*TEXT EXCERPT*.
▶

Sony is taking a page from Apple's playbook. On Nov. 19, Sony said it plans to launch an online store selling music, movies, and books as well as other downloadable applications for mobile products. Sony's top executives didn't specify when the Internet store, tentatively called Sony Online Service, would go live or what it would look like. But the online storefront, announced at a management strategy meeting in Tokyo, is likely to bear some similarities to Apple's iTunes store and would be Sony's most ambitious attempt to link its products to its own vast library of digital content.
Coming up with a software strategy for Sony has been Chairman and CEO Howard Stringer's mission since taking over in mid-2006. The adjustment hasn't been easy. Long known for the world-class designs of its flat-screen Bravia TVs, Walkman music players, and Cybershot cameras, Sony has struggled to use software to its advantage.
Analysts say that creating software to sell an array of online services and content is Sony's best hope of improving its fortunes. "Sony has been too focused on hardware ," says Tokai Tokyo Research Center analyst Osamu Hirose. "It has to focus on networked products [and) delivering digital entertainment to consumers."

◀

Copy the Sony article from the words "Sony is taking" through the words "of digital content.", swapping in "Sony Network Store" wherever "Sony Online Service" appears.

*DATA SHOWN*.
▶

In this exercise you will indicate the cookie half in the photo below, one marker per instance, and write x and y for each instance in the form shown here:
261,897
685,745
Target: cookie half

◀
▶

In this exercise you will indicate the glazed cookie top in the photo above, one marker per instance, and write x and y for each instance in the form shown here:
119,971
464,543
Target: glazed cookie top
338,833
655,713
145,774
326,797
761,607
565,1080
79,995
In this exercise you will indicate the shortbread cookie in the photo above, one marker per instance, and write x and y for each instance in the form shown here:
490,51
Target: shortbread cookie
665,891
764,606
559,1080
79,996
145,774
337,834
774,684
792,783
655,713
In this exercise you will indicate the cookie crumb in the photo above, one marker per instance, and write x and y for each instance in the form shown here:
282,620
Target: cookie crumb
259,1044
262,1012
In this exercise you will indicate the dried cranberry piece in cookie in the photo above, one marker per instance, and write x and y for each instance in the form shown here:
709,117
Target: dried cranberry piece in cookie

◀

*WRITTEN REPLY*.
Sony is taking a page from Apple's playbook. On Nov. 19, Sony said it plans to launch an online store selling music, movies, and books as well as other downloadable applications for mobile products. Sony's top executives didn't specify when the Internet store, tentatively called Sony Network Store, would go live or what it would look like. But the online storefront, announced at a management strategy meeting in Tokyo, is likely to bear some similarities to Apple's iTunes store and would be Sony's most ambitious attempt to link its products to its own vast library of digital content.